DATA TO PROCESS.
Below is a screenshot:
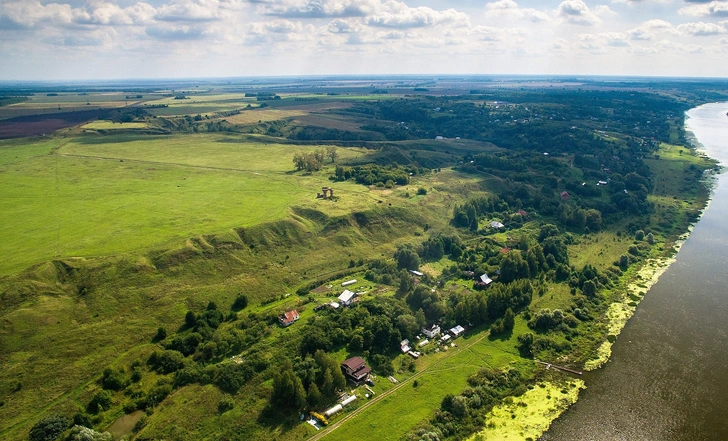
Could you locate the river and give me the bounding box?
[542,103,728,441]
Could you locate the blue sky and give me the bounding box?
[0,0,728,80]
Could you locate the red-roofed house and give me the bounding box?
[278,309,300,327]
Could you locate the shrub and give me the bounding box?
[88,390,114,413]
[217,394,235,413]
[28,415,69,441]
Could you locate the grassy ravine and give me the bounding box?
[0,139,702,440]
[0,87,709,441]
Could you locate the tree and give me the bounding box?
[306,383,322,407]
[396,314,420,338]
[499,250,530,283]
[503,308,516,332]
[582,280,597,298]
[586,208,602,231]
[326,146,339,164]
[28,415,70,441]
[271,359,306,410]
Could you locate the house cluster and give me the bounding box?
[400,323,465,358]
[341,357,372,383]
[475,273,493,289]
[278,309,301,328]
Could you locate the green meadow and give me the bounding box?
[0,135,374,274]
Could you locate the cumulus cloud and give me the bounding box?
[255,0,380,18]
[145,25,204,41]
[485,0,551,22]
[468,25,530,41]
[677,21,728,37]
[627,19,680,41]
[366,1,470,28]
[678,1,728,17]
[556,0,602,26]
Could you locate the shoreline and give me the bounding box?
[528,103,728,439]
[584,103,728,371]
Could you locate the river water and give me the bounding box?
[542,103,728,441]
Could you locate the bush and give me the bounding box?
[101,368,127,390]
[217,394,235,413]
[28,415,69,441]
[88,390,114,413]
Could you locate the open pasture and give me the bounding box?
[0,135,405,274]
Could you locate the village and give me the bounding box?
[278,276,472,430]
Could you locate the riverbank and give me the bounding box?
[543,103,728,441]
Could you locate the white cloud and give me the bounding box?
[556,0,602,26]
[627,19,680,41]
[261,0,381,18]
[677,21,728,37]
[678,1,728,17]
[366,1,470,28]
[485,0,551,22]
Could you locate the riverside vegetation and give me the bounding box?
[0,80,723,440]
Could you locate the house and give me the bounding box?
[341,357,372,383]
[448,325,465,338]
[475,274,493,288]
[278,309,300,328]
[339,289,356,306]
[399,340,412,354]
[422,324,440,338]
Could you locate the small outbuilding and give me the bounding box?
[278,309,300,328]
[448,325,465,338]
[422,324,440,338]
[339,289,356,306]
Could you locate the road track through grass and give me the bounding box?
[308,331,505,441]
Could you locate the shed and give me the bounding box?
[422,324,440,338]
[278,309,300,327]
[339,289,356,306]
[449,325,465,338]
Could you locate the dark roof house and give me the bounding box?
[341,357,372,382]
[278,309,300,327]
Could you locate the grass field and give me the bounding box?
[0,135,386,274]
[81,120,149,130]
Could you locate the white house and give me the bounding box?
[422,325,440,338]
[450,325,465,338]
[339,289,356,306]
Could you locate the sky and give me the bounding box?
[0,0,728,80]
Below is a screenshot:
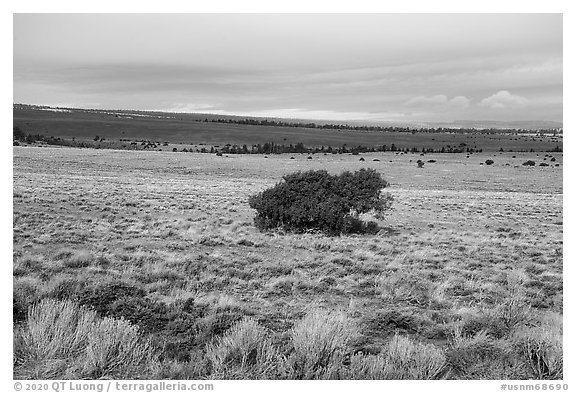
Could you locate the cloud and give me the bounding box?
[404,94,470,109]
[478,90,528,109]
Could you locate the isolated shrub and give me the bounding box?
[107,297,168,333]
[249,169,392,235]
[75,281,146,319]
[12,279,38,324]
[377,271,433,306]
[326,335,446,380]
[445,326,527,379]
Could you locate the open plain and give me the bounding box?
[13,147,563,379]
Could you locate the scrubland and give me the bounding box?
[13,147,563,379]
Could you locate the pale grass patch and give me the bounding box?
[14,299,153,379]
[84,318,152,377]
[287,309,359,379]
[23,299,97,360]
[513,313,564,379]
[206,318,281,379]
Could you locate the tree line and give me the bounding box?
[199,118,562,135]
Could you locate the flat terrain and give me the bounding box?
[13,147,563,379]
[13,107,563,152]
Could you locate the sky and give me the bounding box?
[13,13,563,122]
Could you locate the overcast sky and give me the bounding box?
[13,14,562,121]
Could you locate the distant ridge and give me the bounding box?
[13,104,563,130]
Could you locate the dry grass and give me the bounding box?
[14,299,154,379]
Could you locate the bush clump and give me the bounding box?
[248,169,392,235]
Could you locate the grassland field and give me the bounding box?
[13,145,563,379]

DIRECTIONS FOR THIS TASK. How many lines in the listing contain the string "cloud"? Reply with the number only.

WRITTEN RESPONSE. 3